- _Records from a data collection_
------------------------

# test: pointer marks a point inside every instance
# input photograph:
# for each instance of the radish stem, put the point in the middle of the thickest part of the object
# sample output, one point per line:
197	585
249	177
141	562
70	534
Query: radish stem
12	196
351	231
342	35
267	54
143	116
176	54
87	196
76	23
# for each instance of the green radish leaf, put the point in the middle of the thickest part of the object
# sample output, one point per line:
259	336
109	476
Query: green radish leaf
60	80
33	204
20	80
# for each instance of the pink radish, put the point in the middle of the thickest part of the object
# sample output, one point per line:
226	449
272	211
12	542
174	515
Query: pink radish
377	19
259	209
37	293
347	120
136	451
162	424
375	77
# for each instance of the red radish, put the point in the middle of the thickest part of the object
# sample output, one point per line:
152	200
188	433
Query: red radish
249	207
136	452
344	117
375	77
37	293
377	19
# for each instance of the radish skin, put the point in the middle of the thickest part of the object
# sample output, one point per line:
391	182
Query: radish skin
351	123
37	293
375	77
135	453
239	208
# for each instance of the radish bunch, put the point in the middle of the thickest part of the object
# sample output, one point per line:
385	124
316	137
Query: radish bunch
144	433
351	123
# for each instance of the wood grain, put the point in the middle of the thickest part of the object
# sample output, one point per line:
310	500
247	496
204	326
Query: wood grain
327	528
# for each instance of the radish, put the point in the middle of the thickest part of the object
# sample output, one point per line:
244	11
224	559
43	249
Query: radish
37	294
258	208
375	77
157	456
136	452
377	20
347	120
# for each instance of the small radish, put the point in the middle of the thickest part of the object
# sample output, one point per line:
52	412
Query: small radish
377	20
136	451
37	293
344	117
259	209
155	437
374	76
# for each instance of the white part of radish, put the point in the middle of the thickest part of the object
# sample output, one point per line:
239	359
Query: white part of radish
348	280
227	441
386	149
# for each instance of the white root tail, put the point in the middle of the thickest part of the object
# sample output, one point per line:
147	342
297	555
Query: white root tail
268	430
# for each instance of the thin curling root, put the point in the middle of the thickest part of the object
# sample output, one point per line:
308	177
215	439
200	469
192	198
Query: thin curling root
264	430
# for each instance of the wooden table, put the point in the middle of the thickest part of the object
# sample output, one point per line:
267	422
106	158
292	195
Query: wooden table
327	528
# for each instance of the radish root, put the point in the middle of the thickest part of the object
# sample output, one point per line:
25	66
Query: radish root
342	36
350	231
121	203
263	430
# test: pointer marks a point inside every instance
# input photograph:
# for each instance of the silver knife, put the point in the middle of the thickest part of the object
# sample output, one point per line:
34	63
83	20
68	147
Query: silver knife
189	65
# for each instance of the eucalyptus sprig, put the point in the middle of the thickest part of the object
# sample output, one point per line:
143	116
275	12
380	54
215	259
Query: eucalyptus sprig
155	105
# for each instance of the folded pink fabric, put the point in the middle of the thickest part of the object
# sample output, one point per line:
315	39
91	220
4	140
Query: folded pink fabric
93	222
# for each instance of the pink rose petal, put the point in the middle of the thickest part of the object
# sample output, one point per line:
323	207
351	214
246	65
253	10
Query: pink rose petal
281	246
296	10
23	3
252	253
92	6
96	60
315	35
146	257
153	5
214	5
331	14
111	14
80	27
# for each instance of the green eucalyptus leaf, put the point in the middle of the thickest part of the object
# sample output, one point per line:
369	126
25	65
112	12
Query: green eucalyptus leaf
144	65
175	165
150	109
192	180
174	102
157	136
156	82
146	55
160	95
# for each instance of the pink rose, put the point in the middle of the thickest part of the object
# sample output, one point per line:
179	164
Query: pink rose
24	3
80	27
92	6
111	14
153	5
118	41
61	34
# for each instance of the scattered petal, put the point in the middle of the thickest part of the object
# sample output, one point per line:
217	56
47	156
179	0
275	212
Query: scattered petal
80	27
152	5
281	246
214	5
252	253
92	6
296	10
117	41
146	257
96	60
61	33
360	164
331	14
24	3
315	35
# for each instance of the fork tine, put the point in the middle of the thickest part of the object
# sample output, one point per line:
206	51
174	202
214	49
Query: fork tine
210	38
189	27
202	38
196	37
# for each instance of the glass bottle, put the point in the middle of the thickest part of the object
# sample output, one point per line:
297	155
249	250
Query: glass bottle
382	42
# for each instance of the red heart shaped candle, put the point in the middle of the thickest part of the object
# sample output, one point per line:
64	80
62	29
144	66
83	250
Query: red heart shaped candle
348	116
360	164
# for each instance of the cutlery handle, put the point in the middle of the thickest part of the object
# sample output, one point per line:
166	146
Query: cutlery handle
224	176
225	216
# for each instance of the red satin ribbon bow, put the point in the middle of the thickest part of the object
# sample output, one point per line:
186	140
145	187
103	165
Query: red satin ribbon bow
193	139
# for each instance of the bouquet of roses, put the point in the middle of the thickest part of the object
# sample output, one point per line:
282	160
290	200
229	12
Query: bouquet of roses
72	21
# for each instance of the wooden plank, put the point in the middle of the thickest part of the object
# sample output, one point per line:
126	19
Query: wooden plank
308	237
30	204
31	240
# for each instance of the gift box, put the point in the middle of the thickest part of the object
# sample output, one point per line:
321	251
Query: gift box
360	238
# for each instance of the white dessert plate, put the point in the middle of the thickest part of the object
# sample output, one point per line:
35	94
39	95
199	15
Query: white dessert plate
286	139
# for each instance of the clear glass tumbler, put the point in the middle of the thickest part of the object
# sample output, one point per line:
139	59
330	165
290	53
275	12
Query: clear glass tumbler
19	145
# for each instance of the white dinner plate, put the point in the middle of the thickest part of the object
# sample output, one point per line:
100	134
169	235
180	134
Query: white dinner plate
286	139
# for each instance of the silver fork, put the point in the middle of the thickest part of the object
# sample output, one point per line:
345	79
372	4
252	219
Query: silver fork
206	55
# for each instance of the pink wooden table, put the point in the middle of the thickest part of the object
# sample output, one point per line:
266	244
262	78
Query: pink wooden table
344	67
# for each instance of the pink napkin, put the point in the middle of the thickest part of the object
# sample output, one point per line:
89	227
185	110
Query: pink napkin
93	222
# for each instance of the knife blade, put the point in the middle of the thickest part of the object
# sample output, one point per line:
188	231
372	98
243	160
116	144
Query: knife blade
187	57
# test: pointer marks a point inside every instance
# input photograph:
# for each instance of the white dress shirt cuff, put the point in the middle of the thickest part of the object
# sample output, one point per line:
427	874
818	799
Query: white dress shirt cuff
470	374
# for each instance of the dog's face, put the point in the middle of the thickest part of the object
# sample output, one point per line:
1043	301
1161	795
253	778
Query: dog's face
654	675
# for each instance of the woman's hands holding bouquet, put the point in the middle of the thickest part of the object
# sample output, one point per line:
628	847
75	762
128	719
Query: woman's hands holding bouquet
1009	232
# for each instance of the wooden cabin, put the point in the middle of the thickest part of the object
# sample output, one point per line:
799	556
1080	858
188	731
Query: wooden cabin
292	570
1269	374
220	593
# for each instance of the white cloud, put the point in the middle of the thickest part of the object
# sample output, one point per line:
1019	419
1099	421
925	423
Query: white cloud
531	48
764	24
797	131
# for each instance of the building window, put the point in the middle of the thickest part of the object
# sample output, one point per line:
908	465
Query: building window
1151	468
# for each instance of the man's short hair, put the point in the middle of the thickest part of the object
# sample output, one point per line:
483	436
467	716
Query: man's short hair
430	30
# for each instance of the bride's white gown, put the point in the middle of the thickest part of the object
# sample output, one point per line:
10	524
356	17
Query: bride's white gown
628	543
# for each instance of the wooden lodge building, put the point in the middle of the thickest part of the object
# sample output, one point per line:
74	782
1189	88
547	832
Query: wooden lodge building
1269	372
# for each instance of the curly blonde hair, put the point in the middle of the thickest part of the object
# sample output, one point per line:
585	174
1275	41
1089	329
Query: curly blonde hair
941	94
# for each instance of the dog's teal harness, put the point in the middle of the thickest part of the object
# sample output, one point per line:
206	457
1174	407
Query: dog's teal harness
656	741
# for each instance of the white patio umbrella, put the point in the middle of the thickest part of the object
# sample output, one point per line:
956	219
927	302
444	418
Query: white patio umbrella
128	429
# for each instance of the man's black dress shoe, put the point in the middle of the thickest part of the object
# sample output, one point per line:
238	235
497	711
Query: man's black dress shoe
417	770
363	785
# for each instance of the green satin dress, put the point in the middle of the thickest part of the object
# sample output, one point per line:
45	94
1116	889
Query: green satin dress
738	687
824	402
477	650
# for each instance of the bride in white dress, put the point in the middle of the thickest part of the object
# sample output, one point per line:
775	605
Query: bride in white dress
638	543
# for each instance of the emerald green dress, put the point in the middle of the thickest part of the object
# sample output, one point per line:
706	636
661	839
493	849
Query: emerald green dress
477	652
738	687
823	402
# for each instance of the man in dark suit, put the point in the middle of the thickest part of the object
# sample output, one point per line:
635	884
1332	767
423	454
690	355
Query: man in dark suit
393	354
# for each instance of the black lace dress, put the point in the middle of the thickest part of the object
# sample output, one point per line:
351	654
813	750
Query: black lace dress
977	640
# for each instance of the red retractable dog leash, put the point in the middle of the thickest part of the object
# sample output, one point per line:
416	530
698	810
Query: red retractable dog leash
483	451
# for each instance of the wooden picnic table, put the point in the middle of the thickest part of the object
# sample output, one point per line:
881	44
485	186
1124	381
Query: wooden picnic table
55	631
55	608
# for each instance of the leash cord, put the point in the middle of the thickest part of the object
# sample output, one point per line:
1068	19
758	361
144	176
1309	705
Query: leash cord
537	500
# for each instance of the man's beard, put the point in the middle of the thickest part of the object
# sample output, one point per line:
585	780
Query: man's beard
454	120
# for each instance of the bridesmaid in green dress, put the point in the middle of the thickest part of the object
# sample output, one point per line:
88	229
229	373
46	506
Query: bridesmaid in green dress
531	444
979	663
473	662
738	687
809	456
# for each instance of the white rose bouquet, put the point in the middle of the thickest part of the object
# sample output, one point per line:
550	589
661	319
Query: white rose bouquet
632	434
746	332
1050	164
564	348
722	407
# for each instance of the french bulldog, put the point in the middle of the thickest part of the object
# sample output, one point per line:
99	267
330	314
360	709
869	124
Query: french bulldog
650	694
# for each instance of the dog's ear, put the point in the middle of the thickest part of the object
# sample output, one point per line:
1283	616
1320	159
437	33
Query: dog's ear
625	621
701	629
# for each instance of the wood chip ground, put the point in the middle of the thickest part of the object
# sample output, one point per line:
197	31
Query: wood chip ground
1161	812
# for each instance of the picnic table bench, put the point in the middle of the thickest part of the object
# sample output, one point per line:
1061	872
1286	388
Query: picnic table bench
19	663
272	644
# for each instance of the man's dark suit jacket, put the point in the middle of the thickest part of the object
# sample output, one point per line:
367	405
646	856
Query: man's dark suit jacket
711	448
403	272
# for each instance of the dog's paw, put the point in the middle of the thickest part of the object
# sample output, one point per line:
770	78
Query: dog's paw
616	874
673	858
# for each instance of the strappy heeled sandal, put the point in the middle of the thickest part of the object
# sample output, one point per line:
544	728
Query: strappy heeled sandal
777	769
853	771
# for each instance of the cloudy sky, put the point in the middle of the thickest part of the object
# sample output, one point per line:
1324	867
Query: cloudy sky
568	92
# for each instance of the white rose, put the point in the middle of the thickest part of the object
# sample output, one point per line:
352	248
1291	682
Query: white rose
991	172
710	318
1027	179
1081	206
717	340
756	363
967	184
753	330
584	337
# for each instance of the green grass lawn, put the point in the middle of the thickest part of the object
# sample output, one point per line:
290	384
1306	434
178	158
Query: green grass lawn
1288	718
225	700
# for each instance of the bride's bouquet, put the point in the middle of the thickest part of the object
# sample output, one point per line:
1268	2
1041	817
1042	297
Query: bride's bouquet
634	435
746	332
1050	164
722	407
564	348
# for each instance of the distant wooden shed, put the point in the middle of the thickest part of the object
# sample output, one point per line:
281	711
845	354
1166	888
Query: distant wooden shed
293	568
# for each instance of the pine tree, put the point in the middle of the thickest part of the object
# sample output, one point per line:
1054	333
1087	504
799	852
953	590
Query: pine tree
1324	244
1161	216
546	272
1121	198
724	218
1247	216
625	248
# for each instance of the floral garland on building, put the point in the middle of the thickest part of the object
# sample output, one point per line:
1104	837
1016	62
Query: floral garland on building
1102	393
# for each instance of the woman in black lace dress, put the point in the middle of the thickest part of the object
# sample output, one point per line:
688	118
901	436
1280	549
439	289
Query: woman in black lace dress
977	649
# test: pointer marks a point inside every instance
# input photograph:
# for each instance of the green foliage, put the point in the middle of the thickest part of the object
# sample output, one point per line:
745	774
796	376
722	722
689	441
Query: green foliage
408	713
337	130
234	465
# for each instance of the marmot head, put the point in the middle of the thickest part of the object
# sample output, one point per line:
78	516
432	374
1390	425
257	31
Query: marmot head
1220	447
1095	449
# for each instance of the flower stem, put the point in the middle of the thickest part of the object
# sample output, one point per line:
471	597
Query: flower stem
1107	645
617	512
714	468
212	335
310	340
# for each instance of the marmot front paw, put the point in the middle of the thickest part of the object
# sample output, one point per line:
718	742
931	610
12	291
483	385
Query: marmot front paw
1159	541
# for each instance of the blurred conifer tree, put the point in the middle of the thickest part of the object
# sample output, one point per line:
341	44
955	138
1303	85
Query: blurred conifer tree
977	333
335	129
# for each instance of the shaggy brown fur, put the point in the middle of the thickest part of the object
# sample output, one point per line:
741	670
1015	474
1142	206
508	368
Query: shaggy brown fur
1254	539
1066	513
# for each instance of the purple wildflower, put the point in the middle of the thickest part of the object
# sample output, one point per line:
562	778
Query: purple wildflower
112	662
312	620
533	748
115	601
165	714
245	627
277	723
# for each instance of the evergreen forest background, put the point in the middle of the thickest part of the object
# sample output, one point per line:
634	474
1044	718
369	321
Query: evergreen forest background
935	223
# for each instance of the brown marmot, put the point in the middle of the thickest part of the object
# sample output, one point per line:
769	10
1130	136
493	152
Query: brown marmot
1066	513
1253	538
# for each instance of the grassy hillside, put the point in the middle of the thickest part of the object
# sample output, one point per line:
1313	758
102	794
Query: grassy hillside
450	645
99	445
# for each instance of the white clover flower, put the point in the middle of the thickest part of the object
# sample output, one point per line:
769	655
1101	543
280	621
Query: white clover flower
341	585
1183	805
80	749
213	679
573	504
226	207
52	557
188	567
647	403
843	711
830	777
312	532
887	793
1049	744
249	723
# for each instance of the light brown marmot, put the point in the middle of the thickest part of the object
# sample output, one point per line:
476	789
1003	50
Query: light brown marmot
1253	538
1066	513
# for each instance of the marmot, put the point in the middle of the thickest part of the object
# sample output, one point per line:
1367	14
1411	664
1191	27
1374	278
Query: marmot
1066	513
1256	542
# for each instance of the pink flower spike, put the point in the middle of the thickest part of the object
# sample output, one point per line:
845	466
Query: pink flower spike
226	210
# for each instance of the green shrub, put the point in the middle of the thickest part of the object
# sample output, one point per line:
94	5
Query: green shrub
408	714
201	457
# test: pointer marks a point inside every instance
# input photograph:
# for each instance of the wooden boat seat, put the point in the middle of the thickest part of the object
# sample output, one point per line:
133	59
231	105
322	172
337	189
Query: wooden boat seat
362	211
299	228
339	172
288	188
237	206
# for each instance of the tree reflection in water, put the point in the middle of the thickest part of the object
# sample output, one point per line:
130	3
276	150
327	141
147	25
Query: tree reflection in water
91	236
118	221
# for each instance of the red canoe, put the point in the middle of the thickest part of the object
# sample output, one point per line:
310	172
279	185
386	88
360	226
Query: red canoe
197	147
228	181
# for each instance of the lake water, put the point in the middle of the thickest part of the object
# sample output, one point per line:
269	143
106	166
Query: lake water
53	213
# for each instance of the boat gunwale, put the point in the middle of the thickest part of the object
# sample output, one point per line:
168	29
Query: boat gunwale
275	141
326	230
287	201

------------------------

- _WHAT THE TASK REQUIRES_
Repeat, exactly and only, the lines above from the one containing "# for each instance of the marmot, put" through the end of the material.

- _RESPONSE TO THE TASK_
# for each instance of the marmot, put the point in the middle of the thickest part of the object
# sample output, one point per line:
1367	14
1411	664
1191	27
1374	278
Query: marmot
1066	513
1256	542
# for each instance of the pink flower spike, put the point in the middle of the thickest part of the object
# sample output, one point per line:
845	466
Query: pink flower spike
226	210
# for each instance of the green shrub, put the point in the middle of the thickest part of the object
# sample output, one point per line:
94	5
Query: green shrub
408	714
201	457
# test: pointer marks a point inside every instance
# input photograph:
# for each instance of the wooden boat seat, put the point in the middle of the thickest part of the object
# sample output, one point per line:
133	59
231	105
322	172
337	189
Query: wooden boat seat
362	211
299	228
339	172
288	188
237	206
# for each instance of the tree reflection in water, put the point in the middle of the thickest part of the object
# sample output, one point per line:
130	3
276	150
327	141
147	25
Query: tree reflection in water
91	236
118	221
# for each instance of the red canoe, put the point in the middle of the thickest part of the object
# sample output, one point per line:
310	172
279	185
386	88
360	226
Query: red canoe
197	147
228	181
# for each instance of the lake water, put the point in the middle of the thickest part of the object
# sample output, one point per line:
269	143
106	166
Query: lake water
53	213
# for each instance of the boat gunwale, put the point in the middle of the thickest part of the object
# sample output, one point per line:
168	29
Query: boat gunwale
275	141
326	230
287	201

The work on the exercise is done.